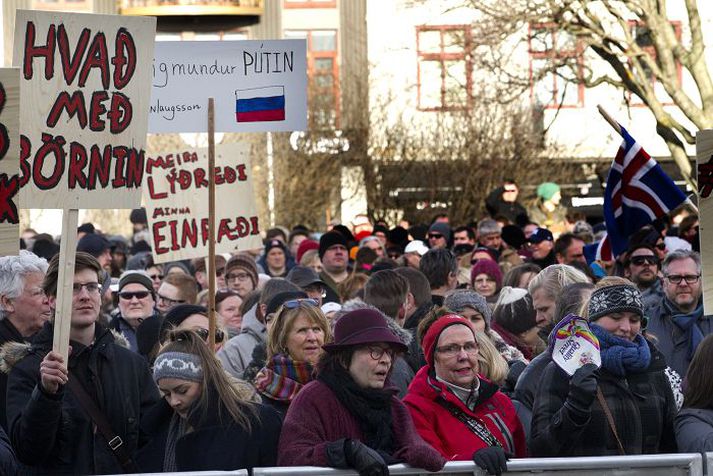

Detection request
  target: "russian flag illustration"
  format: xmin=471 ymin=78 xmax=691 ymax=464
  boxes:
xmin=235 ymin=86 xmax=286 ymax=122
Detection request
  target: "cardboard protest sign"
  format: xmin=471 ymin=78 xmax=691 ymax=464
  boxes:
xmin=696 ymin=130 xmax=713 ymax=315
xmin=143 ymin=142 xmax=262 ymax=263
xmin=550 ymin=314 xmax=601 ymax=376
xmin=13 ymin=10 xmax=156 ymax=209
xmin=149 ymin=40 xmax=307 ymax=133
xmin=0 ymin=69 xmax=20 ymax=256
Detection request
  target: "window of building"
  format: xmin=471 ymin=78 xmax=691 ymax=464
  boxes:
xmin=284 ymin=29 xmax=339 ymax=128
xmin=284 ymin=0 xmax=336 ymax=9
xmin=31 ymin=0 xmax=91 ymax=11
xmin=627 ymin=21 xmax=682 ymax=106
xmin=528 ymin=24 xmax=584 ymax=108
xmin=416 ymin=25 xmax=472 ymax=111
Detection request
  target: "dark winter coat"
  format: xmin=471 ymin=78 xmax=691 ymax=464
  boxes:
xmin=403 ymin=302 xmax=433 ymax=373
xmin=4 ymin=322 xmax=159 ymax=475
xmin=0 ymin=318 xmax=32 ymax=431
xmin=135 ymin=395 xmax=281 ymax=472
xmin=644 ymin=298 xmax=713 ymax=377
xmin=278 ymin=380 xmax=445 ymax=472
xmin=0 ymin=425 xmax=17 ymax=476
xmin=675 ymin=407 xmax=713 ymax=453
xmin=485 ymin=187 xmax=529 ymax=226
xmin=530 ymin=339 xmax=677 ymax=457
xmin=403 ymin=367 xmax=527 ymax=460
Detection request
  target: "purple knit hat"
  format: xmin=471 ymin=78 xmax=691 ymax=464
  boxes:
xmin=470 ymin=259 xmax=503 ymax=289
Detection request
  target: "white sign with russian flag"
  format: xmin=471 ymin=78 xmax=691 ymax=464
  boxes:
xmin=149 ymin=40 xmax=307 ymax=133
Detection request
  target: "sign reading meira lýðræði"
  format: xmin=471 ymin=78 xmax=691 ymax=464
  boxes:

- - -

Return only the number of lines above that include the word "flag".

2